Aquaman, King of the Seven Seas
Aquaman by Alex Ross
Aquaman is king of 3/4 of the planet… so why don’t you care? A member of comic book royalty, Aquaman is not just a superhero but also the ruler of a kingdom, responsible for what happens beneath the waves all over the planet. A founding member of the Justice League of America, he is also one of the few comic book characters with ties going all the way back to 1941, putting his legacy in the same company as Batman, Superman and Wonder Woman.
So… why is there so little love for Aquaman?
Like many comic book characters, Aquaman’s past is a muddled mess. Originally named Arthur Curry, the result of a brilliant undersea scientist’s attempts at bridging the barriers between the undersea and human world, this story was later revised. A hybrid of Atlantean and Human biochemistry thanks to the brief tryst between a lighthouse keeper and an underwater dweller. Possessing great strength and endurance, capable of swiftly traveling the world’s oceans and surviving its depths, his greatest gift was that of undersea telepathy. A stranger in the world of men, Curry sought out his own people. In time he returned to the kingdom that had cast out his mother and became ruler of Atlantis.

▬▬▬▬▬▬▬▬▬▬

> **INSTRUCTION 1**: How would you translate the sentence "A stranger in the world of men, Curry sought out his own people." from the Aquaman passage into Spanish?
> **INSTRUCTION 2**: Can you reproduce, word for word, the part of the Aquaman passage between "Like many comic" and "ruler of Atlantis.", inclusive?
You won't need the entries for this.

> **EXTRACTED DATA**:
▬▬▬▬▬▬▬▬▬▬

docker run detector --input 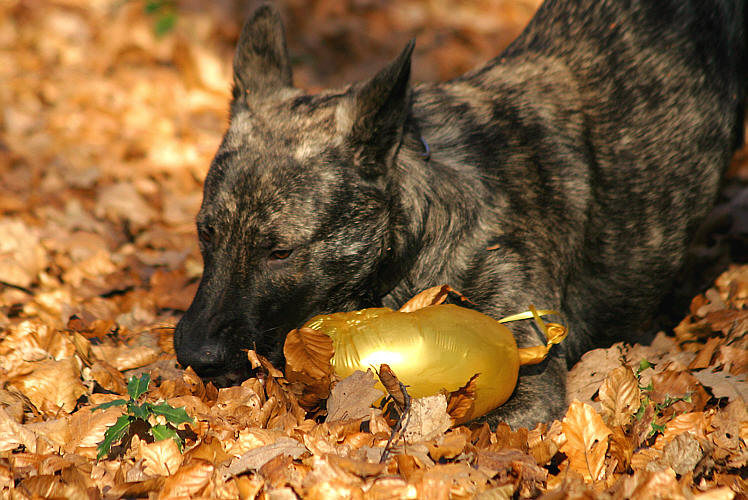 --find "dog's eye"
[197,226,216,245]
[270,249,293,260]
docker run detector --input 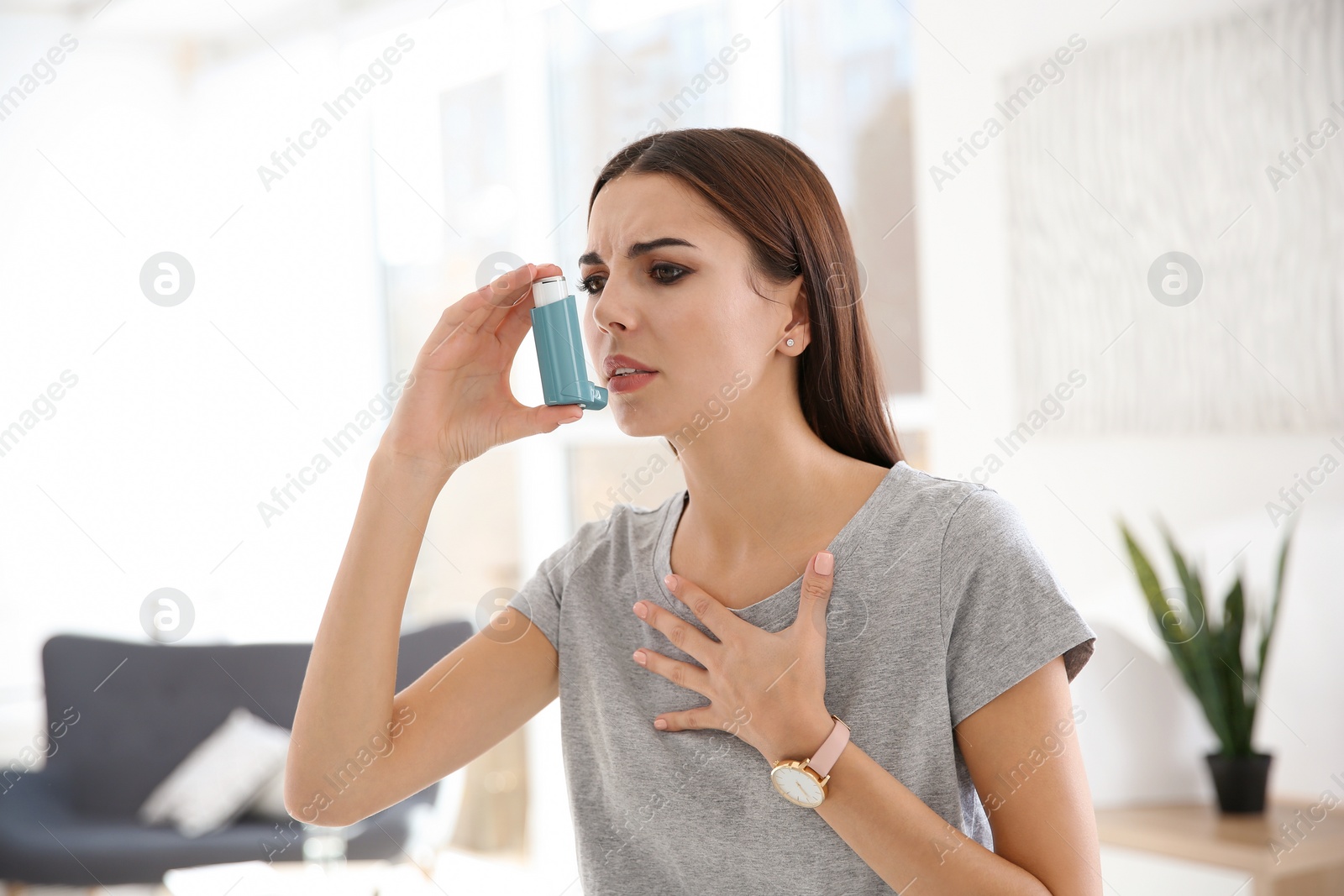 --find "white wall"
[914,0,1344,806]
[0,11,398,757]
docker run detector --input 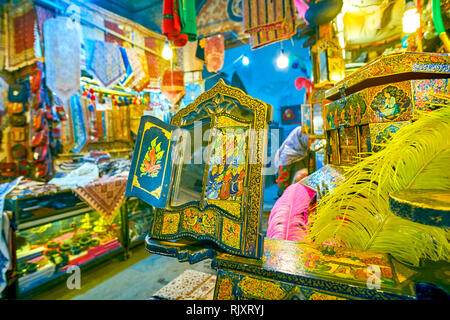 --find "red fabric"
[162,0,188,47]
[105,20,124,47]
[144,37,159,80]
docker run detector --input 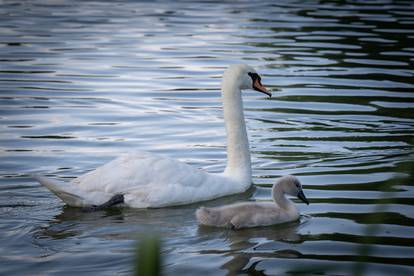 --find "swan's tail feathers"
[196,207,218,226]
[32,174,85,207]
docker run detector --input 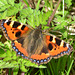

▬▬▬▬▬▬▬▬▬▬

> **PROBLEM SOLUTION 1**: Extraño en el mundo de los hombres, Curry buscó a su propio pueblo.

> **PROBLEM SOLUTION 2**:
Like many comic book characters, Aquaman’s past is a muddled mess. Originally named Arthur Curry, the result of a brilliant undersea scientist’s attempts at bridging the barriers between the undersea and human world, this story was later revised. A hybrid of Atlantean and Human biochemistry thanks to the brief tryst between a lighthouse keeper and an underwater dweller. Possessing great strength and endurance, capable of swiftly traveling the world’s oceans and surviving its depths, his greatest gift was that of undersea telepathy. A stranger in the world of men, Curry sought out his own people. In time he returned to the kingdom that had cast out his mother and became ruler of Atlantis.